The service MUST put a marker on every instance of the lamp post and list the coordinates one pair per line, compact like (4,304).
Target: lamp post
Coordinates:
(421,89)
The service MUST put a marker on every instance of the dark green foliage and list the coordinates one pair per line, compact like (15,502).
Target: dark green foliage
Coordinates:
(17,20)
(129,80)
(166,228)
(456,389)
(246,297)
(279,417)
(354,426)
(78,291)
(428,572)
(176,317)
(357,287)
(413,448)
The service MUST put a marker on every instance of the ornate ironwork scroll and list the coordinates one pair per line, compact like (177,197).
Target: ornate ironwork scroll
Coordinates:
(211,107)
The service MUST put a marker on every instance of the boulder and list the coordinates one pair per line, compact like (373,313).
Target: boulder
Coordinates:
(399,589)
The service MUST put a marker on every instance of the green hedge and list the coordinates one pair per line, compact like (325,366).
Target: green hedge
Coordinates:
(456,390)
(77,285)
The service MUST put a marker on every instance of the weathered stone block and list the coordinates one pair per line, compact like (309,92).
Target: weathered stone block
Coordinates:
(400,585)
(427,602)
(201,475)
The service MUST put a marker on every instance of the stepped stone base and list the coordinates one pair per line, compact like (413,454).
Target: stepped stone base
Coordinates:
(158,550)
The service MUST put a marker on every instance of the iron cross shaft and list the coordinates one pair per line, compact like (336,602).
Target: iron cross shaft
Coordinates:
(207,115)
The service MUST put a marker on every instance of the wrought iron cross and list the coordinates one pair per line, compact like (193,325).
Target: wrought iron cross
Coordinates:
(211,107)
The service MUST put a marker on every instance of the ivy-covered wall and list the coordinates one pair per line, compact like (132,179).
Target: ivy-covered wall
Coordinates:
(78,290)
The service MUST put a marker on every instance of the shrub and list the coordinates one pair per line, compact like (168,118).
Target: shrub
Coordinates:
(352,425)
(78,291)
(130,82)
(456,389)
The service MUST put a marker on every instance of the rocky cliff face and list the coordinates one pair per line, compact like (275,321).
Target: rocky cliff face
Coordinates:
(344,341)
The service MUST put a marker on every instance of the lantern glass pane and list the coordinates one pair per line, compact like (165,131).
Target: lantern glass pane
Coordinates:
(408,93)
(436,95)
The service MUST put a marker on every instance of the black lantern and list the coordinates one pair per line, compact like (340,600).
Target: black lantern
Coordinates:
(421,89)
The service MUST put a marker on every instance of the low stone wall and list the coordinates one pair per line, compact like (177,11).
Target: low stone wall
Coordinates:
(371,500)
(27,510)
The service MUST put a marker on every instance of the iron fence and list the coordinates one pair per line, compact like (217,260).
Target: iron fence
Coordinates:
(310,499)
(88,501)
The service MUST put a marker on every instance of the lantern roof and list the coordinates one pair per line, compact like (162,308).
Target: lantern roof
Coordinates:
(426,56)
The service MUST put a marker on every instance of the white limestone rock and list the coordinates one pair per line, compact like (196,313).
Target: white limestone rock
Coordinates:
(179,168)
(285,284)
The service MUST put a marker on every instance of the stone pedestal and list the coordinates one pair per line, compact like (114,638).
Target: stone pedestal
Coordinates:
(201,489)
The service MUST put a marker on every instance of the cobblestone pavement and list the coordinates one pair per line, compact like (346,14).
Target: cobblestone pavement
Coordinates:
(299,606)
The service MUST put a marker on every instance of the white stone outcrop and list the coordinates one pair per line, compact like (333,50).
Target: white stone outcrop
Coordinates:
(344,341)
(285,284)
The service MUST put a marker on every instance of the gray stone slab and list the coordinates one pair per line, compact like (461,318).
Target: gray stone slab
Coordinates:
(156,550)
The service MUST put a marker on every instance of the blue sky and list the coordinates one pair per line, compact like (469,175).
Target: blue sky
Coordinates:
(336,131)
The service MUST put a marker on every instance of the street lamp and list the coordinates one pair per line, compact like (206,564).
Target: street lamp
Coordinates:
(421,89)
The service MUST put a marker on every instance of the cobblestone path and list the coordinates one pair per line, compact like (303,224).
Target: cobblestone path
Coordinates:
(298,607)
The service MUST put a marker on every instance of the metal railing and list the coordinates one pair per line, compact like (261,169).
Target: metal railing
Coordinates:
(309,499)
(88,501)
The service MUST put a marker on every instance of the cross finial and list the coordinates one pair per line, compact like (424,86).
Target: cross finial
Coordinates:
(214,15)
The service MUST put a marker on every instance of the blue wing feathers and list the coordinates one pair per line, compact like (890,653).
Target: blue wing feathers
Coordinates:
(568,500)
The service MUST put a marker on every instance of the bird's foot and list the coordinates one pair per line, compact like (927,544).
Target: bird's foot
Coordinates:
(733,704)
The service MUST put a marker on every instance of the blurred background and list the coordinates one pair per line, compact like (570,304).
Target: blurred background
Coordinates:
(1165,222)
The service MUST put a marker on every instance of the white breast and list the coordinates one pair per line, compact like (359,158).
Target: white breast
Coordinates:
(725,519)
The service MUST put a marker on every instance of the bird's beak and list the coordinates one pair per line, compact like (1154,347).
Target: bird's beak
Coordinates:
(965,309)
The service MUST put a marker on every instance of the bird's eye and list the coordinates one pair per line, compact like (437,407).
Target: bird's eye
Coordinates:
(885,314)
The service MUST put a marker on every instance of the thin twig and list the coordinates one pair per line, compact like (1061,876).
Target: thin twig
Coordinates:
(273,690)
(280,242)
──────────
**Direction**: Please output as a JSON list of strings the lines from the one containing "compact like (1061,876)." through the end of the entries, one string per line, skipping blank lines.

**Exercise solution**:
[
  "The service MUST put a marker on every instance of the thin twig and list the coordinates one pair per line, compact like (1061,876).",
  "Target: thin twig",
  "Coordinates:",
  "(273,690)",
  "(280,242)"
]